TASK INSTRUCTIONS: Your task is to give the listing below back word for word, pictures excluded.

_ _ _ _

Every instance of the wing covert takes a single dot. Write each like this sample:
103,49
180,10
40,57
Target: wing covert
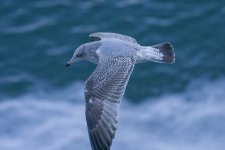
107,35
104,90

_ _ _ _

OUTPUT FOR THIS TASK:
Every instance of the wing covert takes a single dot. Write each like this sample:
103,49
180,10
40,57
Target: wing covert
107,35
104,90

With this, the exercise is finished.